Assigned task:
Print every line below exactly as written, but leave the pictures behind.

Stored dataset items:
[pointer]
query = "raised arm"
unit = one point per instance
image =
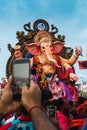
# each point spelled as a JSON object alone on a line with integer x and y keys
{"x": 31, "y": 99}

Solution to the exercise:
[pointer]
query = "raised arm"
unit = one point per instance
image =
# each point spelled as a JSON object alone on a line with integer x and y keys
{"x": 31, "y": 99}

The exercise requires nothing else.